### Exercise:
Copy the records below word for word.

### Stored data:
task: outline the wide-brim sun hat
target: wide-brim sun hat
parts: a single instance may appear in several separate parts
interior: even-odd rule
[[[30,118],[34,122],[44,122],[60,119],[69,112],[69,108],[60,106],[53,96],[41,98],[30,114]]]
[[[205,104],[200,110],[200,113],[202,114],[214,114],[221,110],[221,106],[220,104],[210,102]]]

### Written solution:
task: outline the wide-brim sun hat
target: wide-brim sun hat
parts: a single instance may appear in several separate parts
interior: even-odd rule
[[[30,118],[34,122],[44,122],[60,119],[69,112],[69,108],[60,106],[53,96],[41,98],[30,114]]]
[[[205,104],[200,110],[200,113],[202,114],[214,114],[221,110],[221,106],[220,104],[210,102]]]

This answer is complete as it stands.